▶ [Problem description] Pull out every line in the data below that contains the word "covered", matching case exactly.

[Start Given entries]

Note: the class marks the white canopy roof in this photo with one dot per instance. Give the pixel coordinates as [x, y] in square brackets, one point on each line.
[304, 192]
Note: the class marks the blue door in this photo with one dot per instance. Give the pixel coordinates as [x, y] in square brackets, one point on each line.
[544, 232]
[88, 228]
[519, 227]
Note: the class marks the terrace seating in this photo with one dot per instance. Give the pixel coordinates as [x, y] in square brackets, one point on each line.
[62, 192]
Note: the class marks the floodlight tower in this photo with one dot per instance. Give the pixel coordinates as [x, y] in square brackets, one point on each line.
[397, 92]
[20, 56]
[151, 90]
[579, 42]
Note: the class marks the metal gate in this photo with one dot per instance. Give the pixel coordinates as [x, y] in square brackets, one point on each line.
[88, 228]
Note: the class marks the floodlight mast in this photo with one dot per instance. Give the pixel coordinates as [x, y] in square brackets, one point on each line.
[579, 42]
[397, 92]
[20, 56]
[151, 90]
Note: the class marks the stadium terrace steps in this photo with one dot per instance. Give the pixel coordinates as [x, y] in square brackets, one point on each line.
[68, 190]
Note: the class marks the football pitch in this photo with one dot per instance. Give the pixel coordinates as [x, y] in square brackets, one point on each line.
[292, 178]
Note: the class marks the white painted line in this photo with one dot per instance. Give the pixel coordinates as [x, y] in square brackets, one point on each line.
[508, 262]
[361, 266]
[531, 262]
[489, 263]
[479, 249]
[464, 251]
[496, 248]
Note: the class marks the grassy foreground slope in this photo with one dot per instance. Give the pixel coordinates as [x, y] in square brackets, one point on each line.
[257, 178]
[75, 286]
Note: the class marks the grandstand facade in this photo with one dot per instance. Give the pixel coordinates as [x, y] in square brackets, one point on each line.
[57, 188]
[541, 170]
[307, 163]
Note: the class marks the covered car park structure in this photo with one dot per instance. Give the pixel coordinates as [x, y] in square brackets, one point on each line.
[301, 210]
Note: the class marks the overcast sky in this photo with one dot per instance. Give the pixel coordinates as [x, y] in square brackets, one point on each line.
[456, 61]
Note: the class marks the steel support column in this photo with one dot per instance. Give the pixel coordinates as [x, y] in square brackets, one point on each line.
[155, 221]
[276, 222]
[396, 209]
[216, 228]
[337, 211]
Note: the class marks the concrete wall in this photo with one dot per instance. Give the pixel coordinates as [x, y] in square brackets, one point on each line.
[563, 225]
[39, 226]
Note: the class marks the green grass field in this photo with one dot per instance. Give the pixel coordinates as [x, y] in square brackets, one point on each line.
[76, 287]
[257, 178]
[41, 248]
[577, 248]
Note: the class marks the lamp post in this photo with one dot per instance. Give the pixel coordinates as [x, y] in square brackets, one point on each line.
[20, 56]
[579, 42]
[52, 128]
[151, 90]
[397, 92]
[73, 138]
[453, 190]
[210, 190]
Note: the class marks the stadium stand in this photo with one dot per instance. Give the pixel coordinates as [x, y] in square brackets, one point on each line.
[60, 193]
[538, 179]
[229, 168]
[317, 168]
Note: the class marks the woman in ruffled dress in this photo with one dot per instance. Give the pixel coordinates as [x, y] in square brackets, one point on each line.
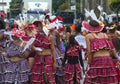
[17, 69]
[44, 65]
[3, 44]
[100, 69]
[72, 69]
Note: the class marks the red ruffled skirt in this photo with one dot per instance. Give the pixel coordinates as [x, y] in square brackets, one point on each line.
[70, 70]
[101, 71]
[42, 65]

[End Given entries]
[Start Given entries]

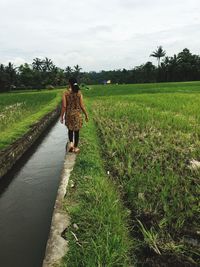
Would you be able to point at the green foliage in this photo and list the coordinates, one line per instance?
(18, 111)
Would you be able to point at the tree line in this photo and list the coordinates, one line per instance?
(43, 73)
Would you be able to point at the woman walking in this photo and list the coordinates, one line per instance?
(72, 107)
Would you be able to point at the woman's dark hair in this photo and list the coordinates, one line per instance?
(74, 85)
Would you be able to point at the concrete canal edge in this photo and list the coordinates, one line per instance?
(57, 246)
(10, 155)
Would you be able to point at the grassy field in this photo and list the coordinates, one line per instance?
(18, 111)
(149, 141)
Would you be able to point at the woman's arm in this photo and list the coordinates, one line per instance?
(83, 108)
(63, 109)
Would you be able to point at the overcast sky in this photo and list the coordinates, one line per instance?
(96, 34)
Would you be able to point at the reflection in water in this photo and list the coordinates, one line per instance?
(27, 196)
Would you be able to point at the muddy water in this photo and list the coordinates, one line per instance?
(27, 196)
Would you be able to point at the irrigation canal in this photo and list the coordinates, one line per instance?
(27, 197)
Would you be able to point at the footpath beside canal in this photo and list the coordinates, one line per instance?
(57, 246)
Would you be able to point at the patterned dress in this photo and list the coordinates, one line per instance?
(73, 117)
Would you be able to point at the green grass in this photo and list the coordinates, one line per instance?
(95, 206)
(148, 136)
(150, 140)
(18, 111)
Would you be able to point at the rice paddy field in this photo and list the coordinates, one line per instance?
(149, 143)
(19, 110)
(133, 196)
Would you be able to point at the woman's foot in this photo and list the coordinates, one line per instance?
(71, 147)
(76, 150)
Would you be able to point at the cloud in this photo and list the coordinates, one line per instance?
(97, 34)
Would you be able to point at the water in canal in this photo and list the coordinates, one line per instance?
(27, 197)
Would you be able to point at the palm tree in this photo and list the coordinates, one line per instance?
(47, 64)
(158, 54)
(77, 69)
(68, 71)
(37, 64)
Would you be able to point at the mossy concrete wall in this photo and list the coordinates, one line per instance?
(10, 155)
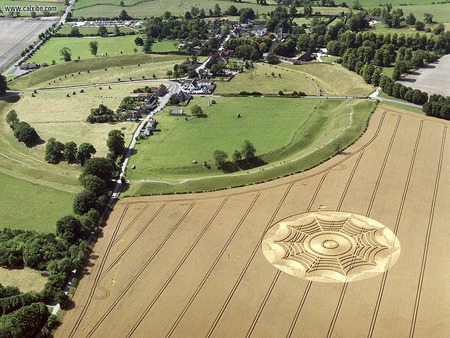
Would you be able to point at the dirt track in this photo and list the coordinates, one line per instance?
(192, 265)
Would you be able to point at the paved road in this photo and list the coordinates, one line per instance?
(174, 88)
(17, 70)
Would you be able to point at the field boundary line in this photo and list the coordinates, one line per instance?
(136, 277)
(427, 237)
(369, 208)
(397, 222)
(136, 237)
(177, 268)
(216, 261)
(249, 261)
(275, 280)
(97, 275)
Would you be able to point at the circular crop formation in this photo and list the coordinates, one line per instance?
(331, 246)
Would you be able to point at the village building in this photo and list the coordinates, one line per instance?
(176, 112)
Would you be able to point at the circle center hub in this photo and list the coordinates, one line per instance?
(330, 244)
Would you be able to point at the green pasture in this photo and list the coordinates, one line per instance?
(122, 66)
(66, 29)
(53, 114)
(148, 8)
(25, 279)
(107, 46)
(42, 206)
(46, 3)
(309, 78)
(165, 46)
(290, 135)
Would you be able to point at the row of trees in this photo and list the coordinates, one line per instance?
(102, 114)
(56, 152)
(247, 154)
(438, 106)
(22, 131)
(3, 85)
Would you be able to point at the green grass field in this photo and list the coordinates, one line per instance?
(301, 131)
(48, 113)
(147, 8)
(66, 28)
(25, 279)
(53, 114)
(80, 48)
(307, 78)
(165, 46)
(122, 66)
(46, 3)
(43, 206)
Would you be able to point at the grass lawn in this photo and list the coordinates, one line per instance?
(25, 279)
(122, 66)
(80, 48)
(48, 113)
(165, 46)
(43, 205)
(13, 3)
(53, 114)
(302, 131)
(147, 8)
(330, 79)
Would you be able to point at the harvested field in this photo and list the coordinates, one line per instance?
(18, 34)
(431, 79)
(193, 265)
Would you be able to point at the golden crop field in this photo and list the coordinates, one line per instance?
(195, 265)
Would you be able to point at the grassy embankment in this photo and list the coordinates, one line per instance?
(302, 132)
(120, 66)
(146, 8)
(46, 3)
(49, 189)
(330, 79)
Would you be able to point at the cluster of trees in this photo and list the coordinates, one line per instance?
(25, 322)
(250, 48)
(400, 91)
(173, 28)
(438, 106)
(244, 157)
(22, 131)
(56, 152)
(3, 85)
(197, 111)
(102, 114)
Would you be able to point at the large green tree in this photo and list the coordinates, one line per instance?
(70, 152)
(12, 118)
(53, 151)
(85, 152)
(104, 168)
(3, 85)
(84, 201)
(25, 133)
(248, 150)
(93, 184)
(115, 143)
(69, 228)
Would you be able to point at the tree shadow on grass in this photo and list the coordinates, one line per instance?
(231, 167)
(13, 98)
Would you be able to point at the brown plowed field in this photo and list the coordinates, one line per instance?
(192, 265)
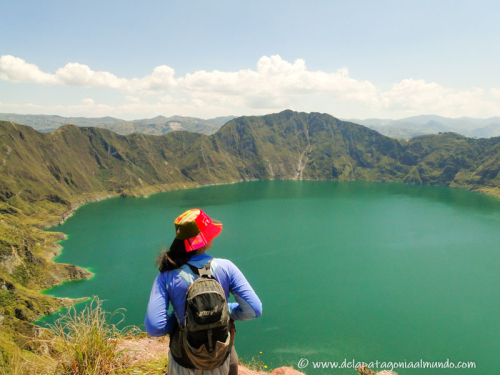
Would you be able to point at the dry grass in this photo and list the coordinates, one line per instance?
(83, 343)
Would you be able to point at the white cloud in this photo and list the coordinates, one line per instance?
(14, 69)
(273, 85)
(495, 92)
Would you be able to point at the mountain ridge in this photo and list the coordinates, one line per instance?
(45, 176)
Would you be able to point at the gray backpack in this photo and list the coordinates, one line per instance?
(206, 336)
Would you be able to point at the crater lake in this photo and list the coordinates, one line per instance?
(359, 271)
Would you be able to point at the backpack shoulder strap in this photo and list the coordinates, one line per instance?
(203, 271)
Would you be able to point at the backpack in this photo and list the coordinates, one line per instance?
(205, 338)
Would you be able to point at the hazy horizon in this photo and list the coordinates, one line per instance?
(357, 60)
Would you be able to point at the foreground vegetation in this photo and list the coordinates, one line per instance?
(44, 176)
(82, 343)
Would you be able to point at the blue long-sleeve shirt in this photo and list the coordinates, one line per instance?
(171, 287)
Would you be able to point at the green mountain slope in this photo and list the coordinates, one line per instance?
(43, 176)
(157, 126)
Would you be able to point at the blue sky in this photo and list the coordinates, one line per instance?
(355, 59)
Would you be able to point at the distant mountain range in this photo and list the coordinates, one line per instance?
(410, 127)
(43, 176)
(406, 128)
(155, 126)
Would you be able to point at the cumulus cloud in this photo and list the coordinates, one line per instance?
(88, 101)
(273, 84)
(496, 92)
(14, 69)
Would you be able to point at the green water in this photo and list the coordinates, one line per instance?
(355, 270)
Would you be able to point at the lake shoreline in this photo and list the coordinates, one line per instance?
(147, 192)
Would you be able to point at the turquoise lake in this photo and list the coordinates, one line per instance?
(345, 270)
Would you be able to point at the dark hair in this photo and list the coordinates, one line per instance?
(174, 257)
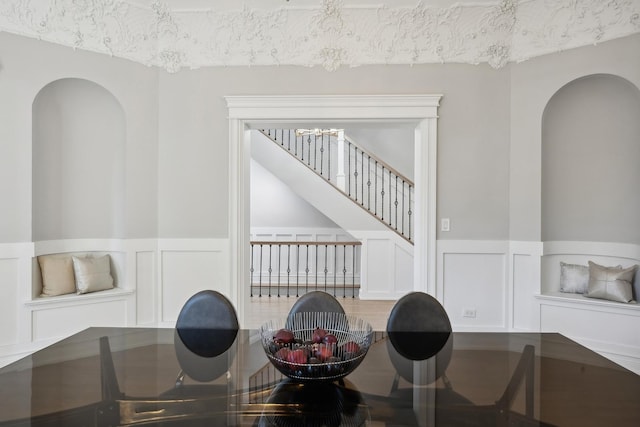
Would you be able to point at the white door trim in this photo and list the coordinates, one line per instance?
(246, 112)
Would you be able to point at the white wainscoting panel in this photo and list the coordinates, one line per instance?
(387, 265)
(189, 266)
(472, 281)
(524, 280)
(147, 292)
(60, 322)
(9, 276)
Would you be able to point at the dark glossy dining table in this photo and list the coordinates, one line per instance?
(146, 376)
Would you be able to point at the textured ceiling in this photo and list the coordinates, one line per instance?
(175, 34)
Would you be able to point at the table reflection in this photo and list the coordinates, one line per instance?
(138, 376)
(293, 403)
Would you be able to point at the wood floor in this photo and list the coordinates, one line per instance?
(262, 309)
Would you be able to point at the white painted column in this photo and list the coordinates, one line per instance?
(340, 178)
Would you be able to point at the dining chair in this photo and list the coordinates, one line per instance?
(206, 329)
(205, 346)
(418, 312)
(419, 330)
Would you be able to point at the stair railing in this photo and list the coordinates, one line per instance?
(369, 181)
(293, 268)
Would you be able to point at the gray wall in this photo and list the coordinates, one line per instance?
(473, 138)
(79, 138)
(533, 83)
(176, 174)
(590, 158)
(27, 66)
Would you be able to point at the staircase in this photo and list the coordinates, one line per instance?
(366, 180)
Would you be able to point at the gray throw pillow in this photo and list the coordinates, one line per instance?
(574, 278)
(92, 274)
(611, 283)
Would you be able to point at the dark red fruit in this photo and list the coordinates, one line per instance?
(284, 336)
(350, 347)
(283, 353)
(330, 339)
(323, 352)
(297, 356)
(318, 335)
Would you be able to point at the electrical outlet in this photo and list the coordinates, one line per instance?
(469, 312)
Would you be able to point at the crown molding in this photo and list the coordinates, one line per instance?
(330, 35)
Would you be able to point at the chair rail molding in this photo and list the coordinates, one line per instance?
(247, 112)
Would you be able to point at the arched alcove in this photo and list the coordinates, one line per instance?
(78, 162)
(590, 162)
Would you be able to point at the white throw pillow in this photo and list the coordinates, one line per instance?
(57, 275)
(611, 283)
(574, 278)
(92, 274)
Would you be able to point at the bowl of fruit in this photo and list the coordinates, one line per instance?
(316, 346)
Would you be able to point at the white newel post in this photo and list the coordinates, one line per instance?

[End Given entries]
[Start Given entries]

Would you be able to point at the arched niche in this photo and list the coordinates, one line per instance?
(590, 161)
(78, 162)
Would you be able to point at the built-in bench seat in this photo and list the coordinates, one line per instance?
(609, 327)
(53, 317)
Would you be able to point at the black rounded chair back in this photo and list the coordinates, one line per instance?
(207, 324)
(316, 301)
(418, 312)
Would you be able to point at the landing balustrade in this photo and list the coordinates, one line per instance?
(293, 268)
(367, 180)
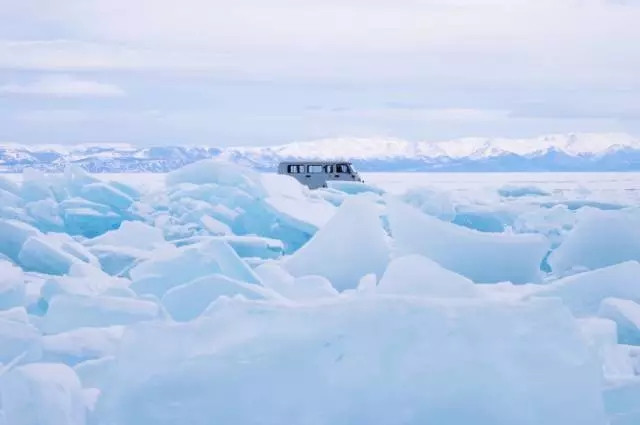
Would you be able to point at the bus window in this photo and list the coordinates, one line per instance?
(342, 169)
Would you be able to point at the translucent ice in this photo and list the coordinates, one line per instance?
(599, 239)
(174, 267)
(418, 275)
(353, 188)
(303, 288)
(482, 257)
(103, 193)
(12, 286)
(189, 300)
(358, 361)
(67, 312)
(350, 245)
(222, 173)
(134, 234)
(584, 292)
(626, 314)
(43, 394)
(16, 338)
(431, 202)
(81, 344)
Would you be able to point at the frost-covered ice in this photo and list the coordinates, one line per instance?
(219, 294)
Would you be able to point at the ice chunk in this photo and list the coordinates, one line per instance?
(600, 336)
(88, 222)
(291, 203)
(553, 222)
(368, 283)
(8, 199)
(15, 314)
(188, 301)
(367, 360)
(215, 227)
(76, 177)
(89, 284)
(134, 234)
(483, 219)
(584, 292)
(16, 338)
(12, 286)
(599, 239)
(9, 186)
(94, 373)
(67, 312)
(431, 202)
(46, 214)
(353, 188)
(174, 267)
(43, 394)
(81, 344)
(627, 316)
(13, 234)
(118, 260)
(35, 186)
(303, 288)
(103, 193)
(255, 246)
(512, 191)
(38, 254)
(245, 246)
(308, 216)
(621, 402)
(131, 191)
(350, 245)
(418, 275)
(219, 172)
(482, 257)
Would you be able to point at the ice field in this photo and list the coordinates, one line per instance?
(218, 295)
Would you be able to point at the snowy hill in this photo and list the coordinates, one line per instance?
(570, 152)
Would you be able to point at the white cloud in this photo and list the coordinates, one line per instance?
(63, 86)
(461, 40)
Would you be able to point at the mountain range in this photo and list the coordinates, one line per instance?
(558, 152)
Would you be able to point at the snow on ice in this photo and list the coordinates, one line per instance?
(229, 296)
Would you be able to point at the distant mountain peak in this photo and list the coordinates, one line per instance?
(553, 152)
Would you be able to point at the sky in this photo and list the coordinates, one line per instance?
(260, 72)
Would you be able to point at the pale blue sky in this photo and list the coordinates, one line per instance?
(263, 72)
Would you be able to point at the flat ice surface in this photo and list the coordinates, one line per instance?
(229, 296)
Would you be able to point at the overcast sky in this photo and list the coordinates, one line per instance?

[End Given entries]

▶ [Worked answer]
Note: the class marks the covered car park structure in this photo with one dot per instance. Give the pixel coordinates as [x, y] in square brackets, one point on each line.
Would you be able to point at the frost-covered ice in this photo and list the coordinates, one line per instance?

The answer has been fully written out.